What you will do: Quote the listing word for word, from the line containing "ice cube, imagine" down through the final line of the listing.

(Dataset rows showing where objects appear)
********
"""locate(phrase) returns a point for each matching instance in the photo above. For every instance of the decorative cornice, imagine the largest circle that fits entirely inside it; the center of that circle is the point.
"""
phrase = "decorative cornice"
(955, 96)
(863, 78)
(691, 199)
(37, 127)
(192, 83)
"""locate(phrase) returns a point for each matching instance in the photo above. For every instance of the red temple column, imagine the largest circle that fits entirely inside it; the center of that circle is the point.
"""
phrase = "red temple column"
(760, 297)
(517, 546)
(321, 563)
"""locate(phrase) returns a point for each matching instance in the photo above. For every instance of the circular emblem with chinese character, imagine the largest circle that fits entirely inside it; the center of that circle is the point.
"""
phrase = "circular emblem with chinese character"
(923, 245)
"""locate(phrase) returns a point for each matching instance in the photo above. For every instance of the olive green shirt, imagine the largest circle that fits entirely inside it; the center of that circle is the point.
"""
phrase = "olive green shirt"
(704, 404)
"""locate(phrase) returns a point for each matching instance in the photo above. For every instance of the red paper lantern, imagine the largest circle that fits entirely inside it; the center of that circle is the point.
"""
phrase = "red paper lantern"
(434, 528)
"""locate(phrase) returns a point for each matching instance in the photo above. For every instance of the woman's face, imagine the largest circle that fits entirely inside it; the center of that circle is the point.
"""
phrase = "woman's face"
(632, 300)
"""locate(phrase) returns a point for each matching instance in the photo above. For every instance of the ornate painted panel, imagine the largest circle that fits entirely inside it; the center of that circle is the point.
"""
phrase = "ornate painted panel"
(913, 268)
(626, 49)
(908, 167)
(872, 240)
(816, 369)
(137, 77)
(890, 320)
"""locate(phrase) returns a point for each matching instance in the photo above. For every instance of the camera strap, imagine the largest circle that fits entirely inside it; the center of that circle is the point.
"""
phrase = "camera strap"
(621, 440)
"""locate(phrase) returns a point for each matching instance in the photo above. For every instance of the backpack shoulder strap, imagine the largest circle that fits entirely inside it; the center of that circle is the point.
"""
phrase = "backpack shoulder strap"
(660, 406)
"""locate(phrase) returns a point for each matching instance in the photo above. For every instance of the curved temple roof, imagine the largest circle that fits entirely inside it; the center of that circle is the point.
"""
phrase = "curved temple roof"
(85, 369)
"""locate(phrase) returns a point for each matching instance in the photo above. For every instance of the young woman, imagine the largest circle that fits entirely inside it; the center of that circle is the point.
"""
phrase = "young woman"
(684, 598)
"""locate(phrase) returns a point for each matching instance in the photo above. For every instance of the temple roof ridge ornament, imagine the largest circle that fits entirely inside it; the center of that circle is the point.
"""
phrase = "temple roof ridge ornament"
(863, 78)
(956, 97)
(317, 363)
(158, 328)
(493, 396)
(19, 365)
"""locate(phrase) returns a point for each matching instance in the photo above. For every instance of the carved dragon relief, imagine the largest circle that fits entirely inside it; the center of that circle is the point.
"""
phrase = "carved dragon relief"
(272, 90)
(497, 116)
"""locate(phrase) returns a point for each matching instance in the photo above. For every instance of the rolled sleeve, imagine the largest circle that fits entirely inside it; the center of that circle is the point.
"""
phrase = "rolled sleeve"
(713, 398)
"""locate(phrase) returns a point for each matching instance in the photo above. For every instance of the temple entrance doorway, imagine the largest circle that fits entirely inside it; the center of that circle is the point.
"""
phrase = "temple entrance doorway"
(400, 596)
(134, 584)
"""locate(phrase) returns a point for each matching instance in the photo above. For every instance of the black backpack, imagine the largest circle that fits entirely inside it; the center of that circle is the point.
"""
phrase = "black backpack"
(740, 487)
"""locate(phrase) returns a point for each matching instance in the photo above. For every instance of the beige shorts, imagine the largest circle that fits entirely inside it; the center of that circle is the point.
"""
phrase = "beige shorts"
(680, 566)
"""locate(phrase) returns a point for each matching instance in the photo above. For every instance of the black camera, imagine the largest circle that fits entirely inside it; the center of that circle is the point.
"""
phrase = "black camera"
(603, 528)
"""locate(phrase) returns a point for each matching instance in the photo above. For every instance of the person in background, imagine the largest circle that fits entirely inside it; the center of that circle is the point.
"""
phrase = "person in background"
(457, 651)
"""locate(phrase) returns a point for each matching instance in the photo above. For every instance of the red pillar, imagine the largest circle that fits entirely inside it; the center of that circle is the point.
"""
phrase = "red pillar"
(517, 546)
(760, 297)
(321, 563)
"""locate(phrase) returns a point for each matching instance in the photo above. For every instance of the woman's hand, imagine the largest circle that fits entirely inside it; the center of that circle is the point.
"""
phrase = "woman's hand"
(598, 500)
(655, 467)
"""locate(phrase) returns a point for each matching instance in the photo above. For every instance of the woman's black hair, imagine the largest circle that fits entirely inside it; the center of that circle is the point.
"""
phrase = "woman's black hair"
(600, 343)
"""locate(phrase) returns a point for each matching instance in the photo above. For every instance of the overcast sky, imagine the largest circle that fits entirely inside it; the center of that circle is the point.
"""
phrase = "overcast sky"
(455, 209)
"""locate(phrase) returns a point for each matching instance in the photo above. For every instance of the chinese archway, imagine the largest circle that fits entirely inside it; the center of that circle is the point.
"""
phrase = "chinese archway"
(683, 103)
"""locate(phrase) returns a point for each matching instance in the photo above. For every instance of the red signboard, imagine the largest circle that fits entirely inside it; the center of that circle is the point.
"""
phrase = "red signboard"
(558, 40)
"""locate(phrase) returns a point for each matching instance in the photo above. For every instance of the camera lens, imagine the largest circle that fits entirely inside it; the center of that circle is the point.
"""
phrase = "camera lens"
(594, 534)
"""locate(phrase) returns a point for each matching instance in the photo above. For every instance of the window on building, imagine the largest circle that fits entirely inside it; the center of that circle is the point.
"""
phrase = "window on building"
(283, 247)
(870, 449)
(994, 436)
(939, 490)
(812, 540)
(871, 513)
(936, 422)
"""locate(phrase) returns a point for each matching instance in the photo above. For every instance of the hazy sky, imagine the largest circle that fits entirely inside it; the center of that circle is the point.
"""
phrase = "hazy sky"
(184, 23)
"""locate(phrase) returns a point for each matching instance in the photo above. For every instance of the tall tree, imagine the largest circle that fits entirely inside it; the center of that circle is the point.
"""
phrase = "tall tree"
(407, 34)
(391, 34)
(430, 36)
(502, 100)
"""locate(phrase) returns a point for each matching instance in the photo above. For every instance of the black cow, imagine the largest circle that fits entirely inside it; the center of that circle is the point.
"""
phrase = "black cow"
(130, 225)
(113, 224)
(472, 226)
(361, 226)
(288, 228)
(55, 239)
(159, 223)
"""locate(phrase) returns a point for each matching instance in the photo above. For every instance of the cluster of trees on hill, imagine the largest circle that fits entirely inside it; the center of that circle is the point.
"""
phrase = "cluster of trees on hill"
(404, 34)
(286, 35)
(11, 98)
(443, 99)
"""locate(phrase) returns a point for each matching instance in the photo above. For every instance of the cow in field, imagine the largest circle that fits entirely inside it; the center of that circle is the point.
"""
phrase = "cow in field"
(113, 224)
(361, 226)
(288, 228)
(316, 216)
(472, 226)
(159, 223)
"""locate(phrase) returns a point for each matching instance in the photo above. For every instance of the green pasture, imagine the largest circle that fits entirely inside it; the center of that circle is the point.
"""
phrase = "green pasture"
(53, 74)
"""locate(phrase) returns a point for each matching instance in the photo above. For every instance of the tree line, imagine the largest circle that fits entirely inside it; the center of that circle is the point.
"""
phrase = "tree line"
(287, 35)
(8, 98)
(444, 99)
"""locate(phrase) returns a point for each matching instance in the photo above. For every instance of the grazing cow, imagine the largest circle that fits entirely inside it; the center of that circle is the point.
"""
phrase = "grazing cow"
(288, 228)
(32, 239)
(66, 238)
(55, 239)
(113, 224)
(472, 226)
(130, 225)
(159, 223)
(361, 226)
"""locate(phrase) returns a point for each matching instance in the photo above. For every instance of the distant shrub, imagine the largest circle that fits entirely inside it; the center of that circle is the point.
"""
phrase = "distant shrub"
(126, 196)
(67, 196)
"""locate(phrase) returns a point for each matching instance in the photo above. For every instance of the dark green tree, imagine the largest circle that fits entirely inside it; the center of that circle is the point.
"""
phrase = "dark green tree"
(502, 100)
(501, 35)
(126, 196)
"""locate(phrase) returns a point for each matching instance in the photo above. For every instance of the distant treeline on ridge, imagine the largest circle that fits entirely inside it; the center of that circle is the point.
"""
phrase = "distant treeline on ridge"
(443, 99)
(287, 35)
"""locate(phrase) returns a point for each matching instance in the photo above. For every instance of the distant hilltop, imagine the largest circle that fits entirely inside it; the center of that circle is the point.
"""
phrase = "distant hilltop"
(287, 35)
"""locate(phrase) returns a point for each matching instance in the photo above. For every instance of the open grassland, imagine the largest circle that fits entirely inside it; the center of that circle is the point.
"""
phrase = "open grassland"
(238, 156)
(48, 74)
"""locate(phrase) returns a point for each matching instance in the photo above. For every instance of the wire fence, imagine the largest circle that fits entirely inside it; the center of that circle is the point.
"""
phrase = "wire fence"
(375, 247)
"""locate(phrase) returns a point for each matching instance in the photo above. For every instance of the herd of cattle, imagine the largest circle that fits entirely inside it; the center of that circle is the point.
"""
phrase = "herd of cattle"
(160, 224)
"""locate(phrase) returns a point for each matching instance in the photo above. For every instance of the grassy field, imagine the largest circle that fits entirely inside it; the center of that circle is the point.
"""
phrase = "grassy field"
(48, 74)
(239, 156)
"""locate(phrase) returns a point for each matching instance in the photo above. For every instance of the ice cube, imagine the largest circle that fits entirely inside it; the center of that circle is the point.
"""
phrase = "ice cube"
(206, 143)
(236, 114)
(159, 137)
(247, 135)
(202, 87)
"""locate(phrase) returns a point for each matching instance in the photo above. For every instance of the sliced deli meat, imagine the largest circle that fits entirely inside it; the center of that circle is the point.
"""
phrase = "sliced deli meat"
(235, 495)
********
Solution to the problem:
"""locate(phrase) returns a point for each matching instance in the photo above. For every instance of the ice cube, imagine the largest circle that fits entirely inside it; the center of that circle is the point.
"""
phrase = "ice cube"
(206, 143)
(236, 114)
(159, 137)
(247, 135)
(202, 87)
"""locate(phrase) returns a point for each matching instance in the photo above. For every instance of the sliced deli meat, imagine the largest circle that fits entirely inside it; the center of that circle is the point.
"""
phrase = "sliced deli meat"
(235, 495)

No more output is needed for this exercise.